Prompt:
Recast each line of the entries below as a Markdown table with two columns, Row and Line. Number the rows, skip blank lines, and leave the pictures out.

[Rows from an object pointing dataset]

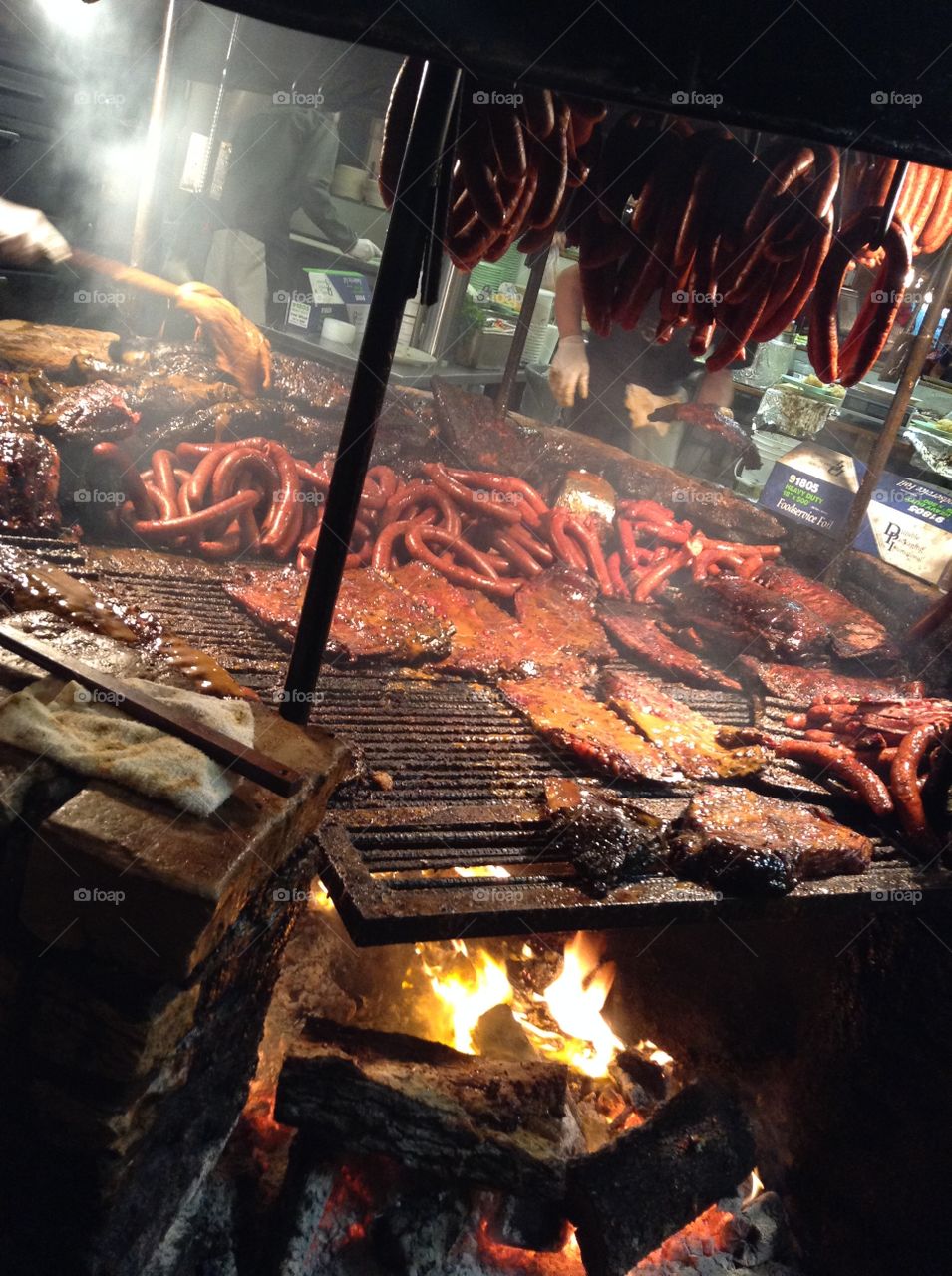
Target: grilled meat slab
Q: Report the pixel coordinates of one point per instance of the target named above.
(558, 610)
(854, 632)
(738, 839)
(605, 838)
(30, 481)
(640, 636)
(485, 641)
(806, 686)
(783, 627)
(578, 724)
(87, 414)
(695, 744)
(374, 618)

Exercise output:
| Row | Line |
|---|---|
| 1 | Target: grilled meat slab |
| 2 | Q: Report the pixel coordinates of one point per instance of the target named above. |
| 3 | (558, 610) |
| 4 | (854, 632) |
| 5 | (738, 839) |
| 6 | (605, 838) |
| 7 | (30, 481) |
| 8 | (640, 636) |
| 9 | (485, 641) |
| 10 | (806, 686) |
| 11 | (783, 627) |
| 12 | (578, 724) |
| 13 | (87, 414) |
| 14 | (695, 744) |
| 15 | (374, 618) |